[[ Data records open ]]

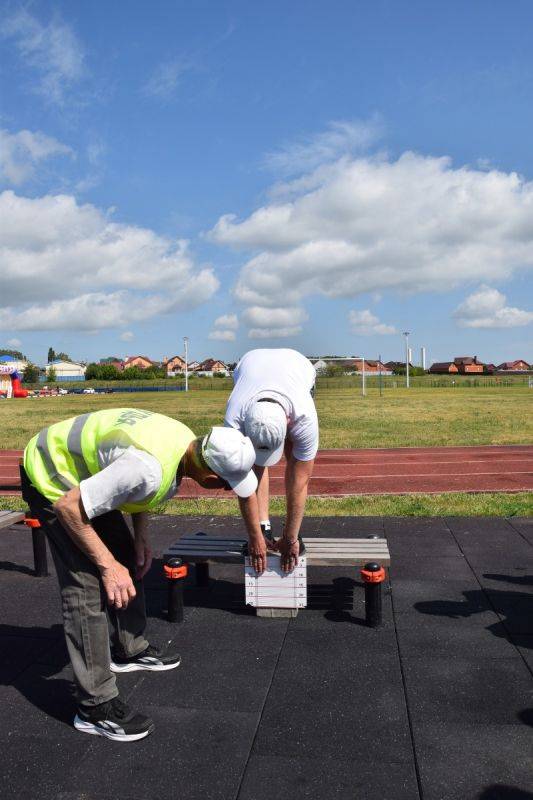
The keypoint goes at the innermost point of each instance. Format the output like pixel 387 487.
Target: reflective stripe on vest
pixel 53 474
pixel 74 446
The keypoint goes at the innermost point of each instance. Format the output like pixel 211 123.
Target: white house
pixel 67 370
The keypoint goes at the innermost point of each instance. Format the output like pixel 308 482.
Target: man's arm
pixel 297 476
pixel 256 542
pixel 143 548
pixel 115 576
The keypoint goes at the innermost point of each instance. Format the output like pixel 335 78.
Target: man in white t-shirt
pixel 272 404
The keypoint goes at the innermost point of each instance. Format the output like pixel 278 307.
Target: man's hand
pixel 257 553
pixel 143 557
pixel 289 552
pixel 118 585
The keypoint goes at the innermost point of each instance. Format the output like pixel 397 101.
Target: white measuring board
pixel 275 588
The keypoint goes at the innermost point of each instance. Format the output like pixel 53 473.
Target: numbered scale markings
pixel 275 588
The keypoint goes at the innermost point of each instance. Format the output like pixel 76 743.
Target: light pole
pixel 406 334
pixel 186 346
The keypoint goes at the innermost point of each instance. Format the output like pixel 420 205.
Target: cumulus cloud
pixel 274 323
pixel 367 324
pixel 224 328
pixel 52 50
pixel 487 308
pixel 21 152
pixel 415 224
pixel 309 152
pixel 165 79
pixel 222 336
pixel 64 265
pixel 274 333
pixel 227 321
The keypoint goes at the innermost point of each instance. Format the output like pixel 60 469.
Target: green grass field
pixel 400 418
pixel 420 416
pixel 491 504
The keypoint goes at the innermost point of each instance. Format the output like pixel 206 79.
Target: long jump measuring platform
pixel 401 470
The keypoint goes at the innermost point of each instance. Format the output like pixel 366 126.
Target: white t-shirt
pixel 286 376
pixel 128 475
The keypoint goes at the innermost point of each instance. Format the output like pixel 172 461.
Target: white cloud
pixel 21 152
pixel 366 225
pixel 53 50
pixel 222 336
pixel 227 321
pixel 341 138
pixel 64 265
pixel 274 323
pixel 486 309
pixel 165 79
pixel 367 324
pixel 274 333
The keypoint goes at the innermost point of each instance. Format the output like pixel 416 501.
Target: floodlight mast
pixel 406 334
pixel 186 346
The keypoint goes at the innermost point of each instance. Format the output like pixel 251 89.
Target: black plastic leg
pixel 373 575
pixel 202 574
pixel 176 572
pixel 39 553
pixel 373 604
pixel 175 600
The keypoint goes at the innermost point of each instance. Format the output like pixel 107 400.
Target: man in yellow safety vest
pixel 78 476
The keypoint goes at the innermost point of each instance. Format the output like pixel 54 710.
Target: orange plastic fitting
pixel 373 577
pixel 172 573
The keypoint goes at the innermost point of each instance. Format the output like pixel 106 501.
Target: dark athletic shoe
pixel 150 659
pixel 113 719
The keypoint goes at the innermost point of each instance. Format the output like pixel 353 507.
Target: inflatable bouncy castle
pixel 10 382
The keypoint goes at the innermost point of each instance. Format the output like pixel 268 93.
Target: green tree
pixel 31 373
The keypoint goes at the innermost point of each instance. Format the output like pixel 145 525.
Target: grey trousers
pixel 87 619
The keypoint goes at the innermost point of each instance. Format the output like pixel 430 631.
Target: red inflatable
pixel 13 388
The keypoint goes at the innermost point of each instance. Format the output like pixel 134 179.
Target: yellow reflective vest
pixel 62 455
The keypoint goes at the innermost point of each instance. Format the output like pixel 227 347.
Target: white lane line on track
pixel 405 475
pixel 421 463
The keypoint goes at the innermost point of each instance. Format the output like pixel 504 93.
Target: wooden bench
pixel 8 518
pixel 371 553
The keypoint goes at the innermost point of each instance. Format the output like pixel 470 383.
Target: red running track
pixel 400 470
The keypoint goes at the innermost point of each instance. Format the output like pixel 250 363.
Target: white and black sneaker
pixel 150 659
pixel 113 719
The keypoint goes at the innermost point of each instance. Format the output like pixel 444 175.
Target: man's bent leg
pixel 83 603
pixel 128 624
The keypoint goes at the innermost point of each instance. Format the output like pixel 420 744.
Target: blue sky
pixel 307 174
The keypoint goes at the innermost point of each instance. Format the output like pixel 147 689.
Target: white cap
pixel 266 425
pixel 231 456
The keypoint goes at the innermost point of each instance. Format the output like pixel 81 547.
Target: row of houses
pixel 461 365
pixel 471 365
pixel 173 366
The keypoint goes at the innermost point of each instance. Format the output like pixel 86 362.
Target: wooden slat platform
pixel 319 552
pixel 8 518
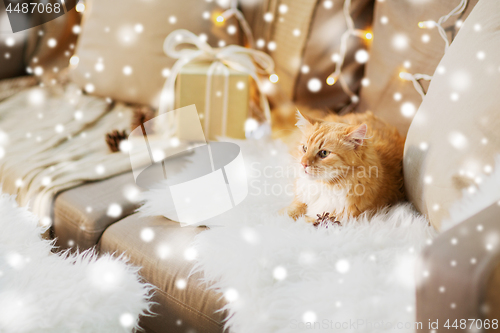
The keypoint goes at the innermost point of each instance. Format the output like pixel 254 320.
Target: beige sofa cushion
pixel 398 39
pixel 120 48
pixel 454 138
pixel 158 246
pixel 81 214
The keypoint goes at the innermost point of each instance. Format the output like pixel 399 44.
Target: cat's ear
pixel 304 122
pixel 358 135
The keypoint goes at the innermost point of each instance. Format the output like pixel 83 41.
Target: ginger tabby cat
pixel 350 164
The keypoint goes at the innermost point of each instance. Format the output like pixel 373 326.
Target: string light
pixel 426 24
pixel 439 24
pixel 80 7
pixel 414 78
pixel 331 80
pixel 234 11
pixel 336 76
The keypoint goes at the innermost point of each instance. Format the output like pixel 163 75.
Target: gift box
pixel 221 96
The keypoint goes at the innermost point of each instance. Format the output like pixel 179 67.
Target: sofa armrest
pixel 458 275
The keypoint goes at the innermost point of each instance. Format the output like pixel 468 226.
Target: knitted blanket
pixel 53 139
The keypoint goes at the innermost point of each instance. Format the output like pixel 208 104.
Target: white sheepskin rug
pixel 278 275
pixel 41 291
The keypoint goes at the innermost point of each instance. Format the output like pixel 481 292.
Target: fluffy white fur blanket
pixel 45 292
pixel 284 276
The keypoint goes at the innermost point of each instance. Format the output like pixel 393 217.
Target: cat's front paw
pixel 296 210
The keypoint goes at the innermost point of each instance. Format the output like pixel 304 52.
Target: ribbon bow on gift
pixel 249 61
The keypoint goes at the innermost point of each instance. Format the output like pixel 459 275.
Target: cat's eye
pixel 323 153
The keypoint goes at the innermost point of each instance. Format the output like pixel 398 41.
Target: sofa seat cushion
pixel 162 249
pixel 81 214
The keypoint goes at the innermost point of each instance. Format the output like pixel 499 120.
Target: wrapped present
pixel 217 80
pixel 221 96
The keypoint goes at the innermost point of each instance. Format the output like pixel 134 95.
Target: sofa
pixel 160 247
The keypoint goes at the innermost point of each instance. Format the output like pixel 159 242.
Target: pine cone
pixel 141 115
pixel 325 219
pixel 114 138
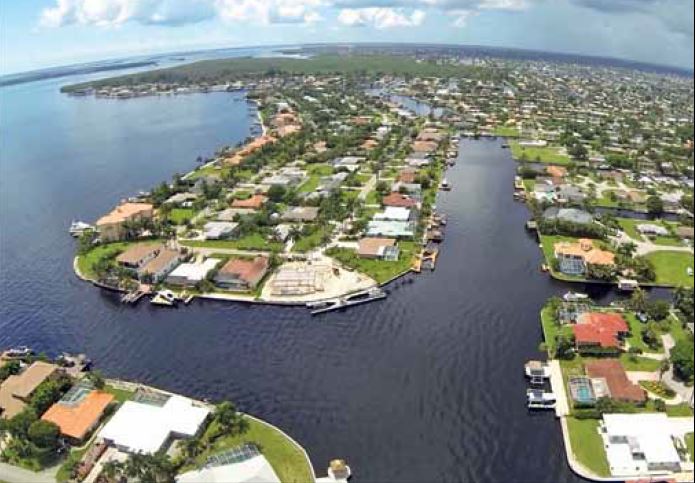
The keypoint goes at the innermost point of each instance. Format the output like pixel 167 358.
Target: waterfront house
pixel 391 229
pixel 301 214
pixel 399 200
pixel 620 388
pixel 253 467
pixel 239 274
pixel 219 230
pixel 640 444
pixel 159 267
pixel 136 256
pixel 378 248
pixel 600 332
pixel 572 215
pixel 255 202
pixel 393 213
pixel 16 391
pixel 145 427
pixel 189 274
pixel 574 257
pixel 111 226
pixel 79 411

[[ Data records closed ]]

» Instructions for the task
All entries above are to be reproduced exactly, with no pictures.

» Task result
The keypoint goes at the innermost point of each instance. Format the output like pixel 387 487.
Target: reflective stripe on vest
pixel 53 474
pixel 74 446
The keypoint goes at the innermost point of each instance. Format the output like pixel 211 123.
Target: white house
pixel 67 370
The keypoint goes at the innermost point of each instance. Format the output like pixel 308 482.
Target: man's arm
pixel 297 476
pixel 256 542
pixel 143 548
pixel 115 576
The keypoint goes at the innermost point of each instance. Format the output like pixel 335 78.
Target: man in white t-shirt
pixel 272 404
The keypoint goes at the innermost point of each instance. Format the output like pixel 278 307.
Target: man's hand
pixel 257 553
pixel 143 557
pixel 289 552
pixel 118 585
The keypoint goes at the innermost point of each instance. Format the output like pixel 397 101.
Target: white measuring board
pixel 275 588
The keypoint goes at the innermost point of each instance. Format the output like pixel 53 473.
Target: numbered scale markings
pixel 275 588
The keypoint goes at the innermost point of each instance. Format the output like pixel 76 743.
Target: light pole
pixel 406 334
pixel 186 346
The keypoint goes at the innermost point of each instance. Format the output like pixel 420 205.
Target: cumulus cloud
pixel 274 323
pixel 367 324
pixel 224 328
pixel 52 50
pixel 487 308
pixel 21 152
pixel 415 224
pixel 309 152
pixel 165 79
pixel 222 336
pixel 64 265
pixel 274 333
pixel 227 321
The keypoint goes at the innermost point of each instance. Format the output like pixel 60 469.
Target: green grass field
pixel 400 418
pixel 420 416
pixel 491 504
The keypoint goes at the innermost point of each instance. Format the output like pixel 206 79.
Target: long jump measuring platform
pixel 401 470
The keypoint goes at the innermost point of each instance. Format the output like pixel 366 126.
Target: white t-shirt
pixel 286 376
pixel 128 475
The keypoint goes at the innermost point of each instance. Format the output like pixel 172 461.
Target: white cloud
pixel 21 152
pixel 366 225
pixel 53 50
pixel 222 336
pixel 227 321
pixel 341 138
pixel 64 265
pixel 274 323
pixel 486 309
pixel 165 79
pixel 367 324
pixel 274 333
The keypoint goes at the innermost point of each instance. Format the output like pixel 416 501.
Target: floodlight mast
pixel 406 334
pixel 186 346
The keypoint goes at the innermost point of each instance. Format the output like pixel 251 89.
Target: black plastic leg
pixel 373 575
pixel 202 574
pixel 176 572
pixel 39 553
pixel 373 604
pixel 175 600
The keypoint goes at the innermost point of each instance. Format the output like pixel 107 400.
Target: man in yellow safety vest
pixel 78 476
The keypoint goes at the innermost point of each instance. Format the output like pixel 54 710.
Target: orange plastic fitting
pixel 373 577
pixel 172 573
The keypoint goes at the innermost point of each instance. Format the output like pixel 106 501.
Target: dark athletic shoe
pixel 150 659
pixel 113 719
The keypoint goes at the innermost point of each instance. Format the output like pixel 353 507.
Target: inflatable bouncy castle
pixel 10 382
The keypoint goes at the innermost point of each instance. Format the output like pixel 268 93.
Target: green tree
pixel 31 373
The keypoint goes at the innermost point of each instance. Format the output like pixel 145 525.
Target: grey trousers
pixel 87 619
The keypoint goes at the innermost point of each instance. Format the output like pixel 430 631.
Target: red inflatable
pixel 13 388
The keypoint goes at the innermost point of each instance. Format the output like pixel 134 179.
Target: yellow reflective vest
pixel 62 455
The keypoint goes at the innermost point of each instance. Format the output like pixel 227 347.
Target: white lane line on track
pixel 405 475
pixel 421 463
The keypoint goes at the innermost point of each instance. Format the output like pixel 504 93.
Target: wooden bench
pixel 8 518
pixel 371 553
The keypoint goes at the innermost point of each instance. Format the output like pixel 470 383.
Target: red running track
pixel 400 470
The keypoint goes at the innermost point of each instance. Format the output like pixel 250 363.
Target: white and black sneaker
pixel 150 659
pixel 113 719
The keypoint goes at the innermost point of each instance. Format the output like pixel 444 175.
Target: man's bent leg
pixel 83 603
pixel 128 624
The keypoint goes at the innermost point of each instance. Format the output like pixel 420 744.
Target: blue sky
pixel 307 174
The keypoint goes at the innermost point of each instance. Format the output like pixel 147 689.
Target: white cap
pixel 266 425
pixel 231 456
The keypoint goes at the innermost point of each instance. Format the output like pixel 81 547.
Target: row of houses
pixel 461 365
pixel 471 365
pixel 173 366
The keypoint goes at the innermost point of each instance. Format the output like pixel 86 362.
Target: wooden slat platform
pixel 319 552
pixel 8 518
The keypoint goes at the innermost point of each instance. Format the output like pixel 254 320.
Target: beige sofa cushion
pixel 398 39
pixel 120 48
pixel 454 138
pixel 158 246
pixel 81 214
The keypoint goes at the innermost point of each instance. Format the output like pixel 399 44.
Target: cat's ear
pixel 304 122
pixel 358 135
The keypoint goes at the innermost point of each instance. Format the output like pixel 83 41.
Target: ginger tabby cat
pixel 350 164
The keypoint goes at the innermost point of each instance. Format the output like pixel 373 326.
Target: string light
pixel 426 24
pixel 439 24
pixel 80 7
pixel 414 78
pixel 331 80
pixel 234 11
pixel 336 76
The keypoint goes at the innermost point of each instance. Format the output like pixel 163 75.
Target: gift box
pixel 221 96
The keypoint goes at the innermost point of each instance. Format the output like pixel 179 67.
Target: sofa armrest
pixel 458 275
The keypoint goes at the innermost point of each instance. Format the output like pixel 468 226.
Target: knitted blanket
pixel 53 139
The keypoint goes at the innermost point of each instance. Format the output like pixel 208 104.
Target: white sheepskin rug
pixel 278 275
pixel 41 291
The keypoint goes at the innermost point of each instance. Format the output like pixel 481 292.
Target: fluffy white fur blanket
pixel 45 292
pixel 284 276
The keypoint goes at the innermost point of each instance. Format the output like pixel 393 217.
Target: cat's front paw
pixel 296 210
The keypoint goes at the innermost point of each instance. Format the output like pixel 304 52.
Target: ribbon bow on gift
pixel 249 61
The keypoint goes at the innermost point of each instance. Format the output like pixel 459 275.
Target: cat's eye
pixel 323 153
The keypoint goes at the innermost point of each instance. Format the output like pixel 398 41.
Target: sofa seat cushion
pixel 162 249
pixel 81 214
The keypoint goes at the innermost point of each instance. Format the output like pixel 499 120.
Target: wrapped present
pixel 217 80
pixel 221 96
The keypoint goes at the innermost point of each instance. Format the output like pixel 134 95.
Target: sofa
pixel 160 247
The keypoint goes at the innermost point of each instance. Format the output like pixel 159 242.
Target: pine cone
pixel 141 115
pixel 325 219
pixel 114 138
The keypoint goes at the innermost point of each instance. Format the output like pixel 167 358.
Target: waterfront house
pixel 391 229
pixel 301 214
pixel 399 200
pixel 620 388
pixel 253 467
pixel 239 274
pixel 219 230
pixel 640 444
pixel 159 267
pixel 136 256
pixel 378 248
pixel 600 332
pixel 572 215
pixel 255 202
pixel 393 213
pixel 16 391
pixel 145 427
pixel 189 274
pixel 574 257
pixel 111 226
pixel 79 411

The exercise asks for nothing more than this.